#### BRIEF:
Count the lines in the material below that contain the word "hand", and reply with that number alone.

#### INPUT FOR THIS TASK:
* Begin *

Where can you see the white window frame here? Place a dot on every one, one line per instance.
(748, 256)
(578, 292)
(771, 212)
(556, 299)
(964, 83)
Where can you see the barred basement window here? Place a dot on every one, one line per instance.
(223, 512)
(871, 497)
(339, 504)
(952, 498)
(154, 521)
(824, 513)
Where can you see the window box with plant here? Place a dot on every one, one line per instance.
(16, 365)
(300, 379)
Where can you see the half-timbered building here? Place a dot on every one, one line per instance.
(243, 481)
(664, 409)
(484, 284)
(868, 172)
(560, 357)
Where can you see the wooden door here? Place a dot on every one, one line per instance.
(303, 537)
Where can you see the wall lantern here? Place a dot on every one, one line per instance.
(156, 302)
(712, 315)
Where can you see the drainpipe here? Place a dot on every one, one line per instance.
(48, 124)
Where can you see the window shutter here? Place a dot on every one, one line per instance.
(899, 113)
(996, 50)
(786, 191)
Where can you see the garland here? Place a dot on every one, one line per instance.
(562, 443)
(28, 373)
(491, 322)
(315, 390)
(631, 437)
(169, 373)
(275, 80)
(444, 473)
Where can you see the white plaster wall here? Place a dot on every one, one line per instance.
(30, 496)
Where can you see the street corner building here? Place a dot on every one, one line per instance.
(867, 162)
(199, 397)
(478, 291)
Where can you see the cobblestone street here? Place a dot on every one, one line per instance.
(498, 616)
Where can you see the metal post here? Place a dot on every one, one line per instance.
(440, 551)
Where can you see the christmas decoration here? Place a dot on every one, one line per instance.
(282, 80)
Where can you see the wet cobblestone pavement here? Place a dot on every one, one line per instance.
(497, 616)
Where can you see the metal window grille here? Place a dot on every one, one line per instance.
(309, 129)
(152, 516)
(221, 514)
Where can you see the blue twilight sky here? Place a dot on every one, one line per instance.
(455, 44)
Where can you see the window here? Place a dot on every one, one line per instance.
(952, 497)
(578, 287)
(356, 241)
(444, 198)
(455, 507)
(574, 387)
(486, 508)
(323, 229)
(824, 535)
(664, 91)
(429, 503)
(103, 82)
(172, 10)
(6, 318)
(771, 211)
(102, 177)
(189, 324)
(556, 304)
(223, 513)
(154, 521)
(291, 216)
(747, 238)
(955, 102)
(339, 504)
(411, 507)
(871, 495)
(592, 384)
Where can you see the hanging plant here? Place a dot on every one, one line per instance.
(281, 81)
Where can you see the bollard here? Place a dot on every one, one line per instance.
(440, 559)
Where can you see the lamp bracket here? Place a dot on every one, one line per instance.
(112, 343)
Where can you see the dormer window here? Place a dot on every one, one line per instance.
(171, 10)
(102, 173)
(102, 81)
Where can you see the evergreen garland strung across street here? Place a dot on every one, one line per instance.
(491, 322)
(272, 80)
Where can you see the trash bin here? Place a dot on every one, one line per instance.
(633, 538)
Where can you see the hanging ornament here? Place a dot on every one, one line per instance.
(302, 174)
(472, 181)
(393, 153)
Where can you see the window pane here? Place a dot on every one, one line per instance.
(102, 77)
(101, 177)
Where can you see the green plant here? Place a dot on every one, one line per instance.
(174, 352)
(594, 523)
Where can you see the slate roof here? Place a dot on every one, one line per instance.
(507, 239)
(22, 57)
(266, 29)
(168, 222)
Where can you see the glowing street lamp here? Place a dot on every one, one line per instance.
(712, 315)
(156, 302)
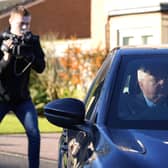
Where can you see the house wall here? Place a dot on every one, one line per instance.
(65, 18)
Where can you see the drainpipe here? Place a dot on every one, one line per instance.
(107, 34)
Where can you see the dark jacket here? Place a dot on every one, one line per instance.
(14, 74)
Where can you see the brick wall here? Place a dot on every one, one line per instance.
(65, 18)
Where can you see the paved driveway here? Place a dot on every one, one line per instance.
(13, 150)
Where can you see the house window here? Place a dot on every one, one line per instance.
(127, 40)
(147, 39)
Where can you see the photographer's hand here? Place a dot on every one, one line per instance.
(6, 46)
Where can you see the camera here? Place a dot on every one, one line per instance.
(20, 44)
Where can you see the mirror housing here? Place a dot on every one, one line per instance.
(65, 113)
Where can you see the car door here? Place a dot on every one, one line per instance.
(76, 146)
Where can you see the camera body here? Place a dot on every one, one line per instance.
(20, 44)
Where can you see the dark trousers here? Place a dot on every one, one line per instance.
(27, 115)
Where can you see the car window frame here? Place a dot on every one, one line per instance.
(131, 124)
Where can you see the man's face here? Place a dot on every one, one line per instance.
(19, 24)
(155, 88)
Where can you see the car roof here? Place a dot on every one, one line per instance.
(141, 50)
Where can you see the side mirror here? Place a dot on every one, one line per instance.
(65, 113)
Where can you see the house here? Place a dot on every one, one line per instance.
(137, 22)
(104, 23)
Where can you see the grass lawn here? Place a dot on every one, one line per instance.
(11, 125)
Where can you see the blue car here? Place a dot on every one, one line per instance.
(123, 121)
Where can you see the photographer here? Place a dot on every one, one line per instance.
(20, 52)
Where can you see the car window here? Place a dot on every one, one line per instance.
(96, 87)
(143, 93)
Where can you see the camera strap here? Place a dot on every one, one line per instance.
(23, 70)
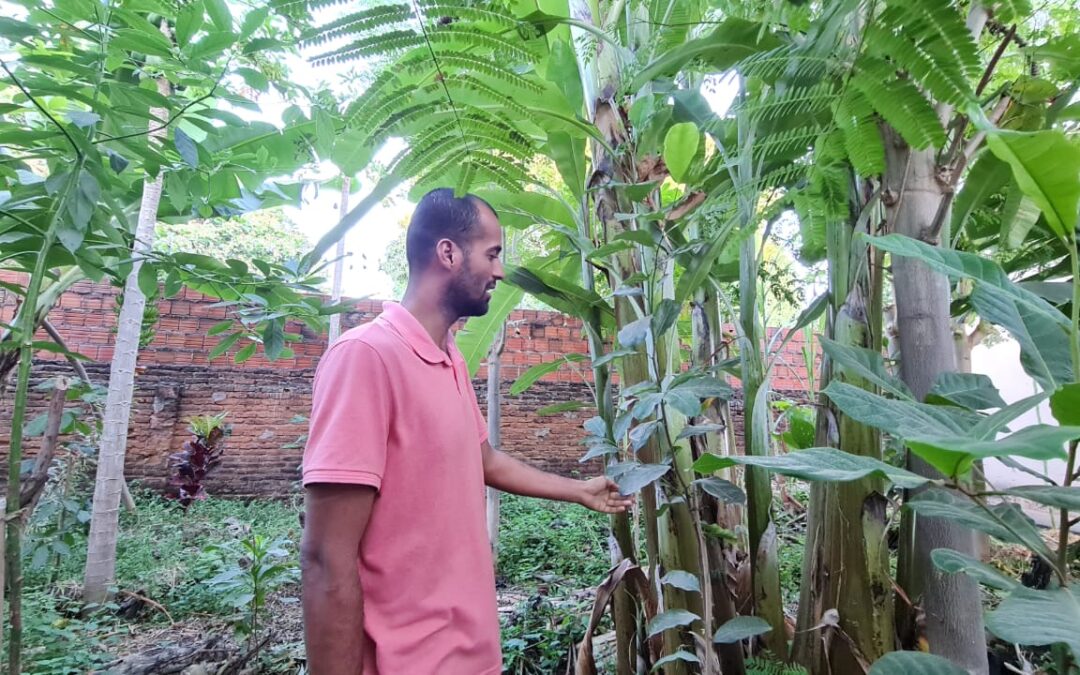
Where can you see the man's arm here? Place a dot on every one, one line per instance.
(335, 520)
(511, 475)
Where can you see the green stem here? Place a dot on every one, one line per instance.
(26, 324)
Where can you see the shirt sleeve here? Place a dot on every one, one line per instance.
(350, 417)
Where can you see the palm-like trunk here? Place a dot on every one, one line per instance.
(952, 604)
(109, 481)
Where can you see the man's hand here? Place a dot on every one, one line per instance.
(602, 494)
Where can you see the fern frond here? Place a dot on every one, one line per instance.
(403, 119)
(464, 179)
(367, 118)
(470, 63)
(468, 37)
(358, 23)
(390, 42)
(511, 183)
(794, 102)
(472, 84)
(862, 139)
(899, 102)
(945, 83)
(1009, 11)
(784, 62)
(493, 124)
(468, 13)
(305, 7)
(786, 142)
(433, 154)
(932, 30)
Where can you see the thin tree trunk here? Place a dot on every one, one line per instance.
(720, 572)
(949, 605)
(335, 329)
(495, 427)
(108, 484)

* End *
* Begin *

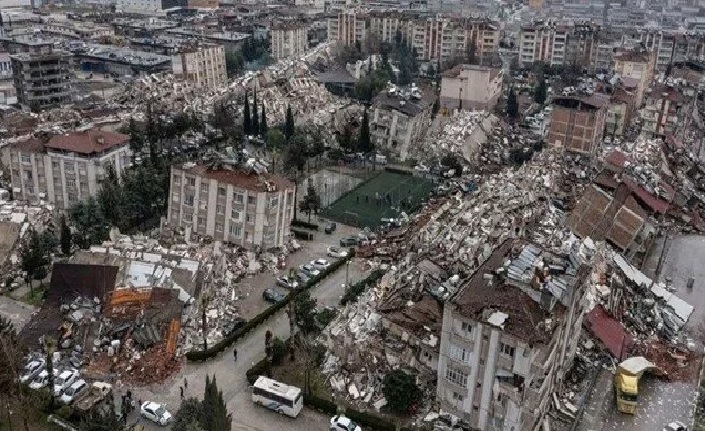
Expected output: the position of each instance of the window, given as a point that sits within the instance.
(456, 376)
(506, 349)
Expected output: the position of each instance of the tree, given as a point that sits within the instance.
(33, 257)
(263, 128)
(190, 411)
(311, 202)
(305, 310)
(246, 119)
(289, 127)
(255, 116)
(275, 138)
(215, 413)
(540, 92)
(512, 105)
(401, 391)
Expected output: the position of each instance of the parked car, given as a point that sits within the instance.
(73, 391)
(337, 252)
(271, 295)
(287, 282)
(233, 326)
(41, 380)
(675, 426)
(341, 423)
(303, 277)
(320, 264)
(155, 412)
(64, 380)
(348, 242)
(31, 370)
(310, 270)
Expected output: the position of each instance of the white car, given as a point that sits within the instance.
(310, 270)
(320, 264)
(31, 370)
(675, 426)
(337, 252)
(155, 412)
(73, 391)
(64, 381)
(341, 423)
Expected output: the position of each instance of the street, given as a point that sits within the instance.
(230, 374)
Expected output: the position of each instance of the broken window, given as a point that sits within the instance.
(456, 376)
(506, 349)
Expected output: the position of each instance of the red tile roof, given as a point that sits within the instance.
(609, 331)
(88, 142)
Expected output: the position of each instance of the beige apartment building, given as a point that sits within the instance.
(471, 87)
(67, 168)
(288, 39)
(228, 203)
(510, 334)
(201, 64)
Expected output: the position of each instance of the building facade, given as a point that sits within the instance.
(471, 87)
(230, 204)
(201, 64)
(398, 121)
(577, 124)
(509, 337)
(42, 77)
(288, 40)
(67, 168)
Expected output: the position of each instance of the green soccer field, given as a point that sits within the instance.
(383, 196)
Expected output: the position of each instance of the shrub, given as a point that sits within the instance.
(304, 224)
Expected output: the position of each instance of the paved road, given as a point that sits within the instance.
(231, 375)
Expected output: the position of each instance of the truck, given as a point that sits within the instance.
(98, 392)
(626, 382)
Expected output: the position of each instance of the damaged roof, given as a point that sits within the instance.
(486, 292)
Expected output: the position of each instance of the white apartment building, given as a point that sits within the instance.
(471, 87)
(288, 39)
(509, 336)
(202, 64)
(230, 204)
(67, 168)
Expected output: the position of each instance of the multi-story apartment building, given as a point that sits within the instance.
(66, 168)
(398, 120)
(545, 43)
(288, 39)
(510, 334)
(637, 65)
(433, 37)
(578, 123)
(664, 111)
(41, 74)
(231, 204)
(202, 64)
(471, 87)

* End *
* Begin *

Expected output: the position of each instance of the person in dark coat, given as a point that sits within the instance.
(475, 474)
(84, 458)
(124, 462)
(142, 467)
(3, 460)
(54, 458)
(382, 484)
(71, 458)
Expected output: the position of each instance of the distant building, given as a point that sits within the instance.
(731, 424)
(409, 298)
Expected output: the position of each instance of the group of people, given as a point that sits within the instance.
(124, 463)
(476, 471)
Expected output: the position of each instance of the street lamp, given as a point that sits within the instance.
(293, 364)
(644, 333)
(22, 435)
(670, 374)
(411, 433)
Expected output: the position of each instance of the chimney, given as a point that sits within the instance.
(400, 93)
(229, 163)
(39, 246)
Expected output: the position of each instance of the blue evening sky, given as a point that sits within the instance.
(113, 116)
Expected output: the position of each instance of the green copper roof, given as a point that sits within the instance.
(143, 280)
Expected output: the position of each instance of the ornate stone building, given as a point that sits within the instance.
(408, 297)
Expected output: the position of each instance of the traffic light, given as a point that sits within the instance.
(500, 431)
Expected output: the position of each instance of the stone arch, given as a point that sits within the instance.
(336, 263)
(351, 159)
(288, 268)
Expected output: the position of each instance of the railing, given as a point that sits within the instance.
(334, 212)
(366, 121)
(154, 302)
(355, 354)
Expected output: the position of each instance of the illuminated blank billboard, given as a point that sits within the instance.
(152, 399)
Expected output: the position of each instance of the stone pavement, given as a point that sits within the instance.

* End *

#### RESULT OF THE TASK:
2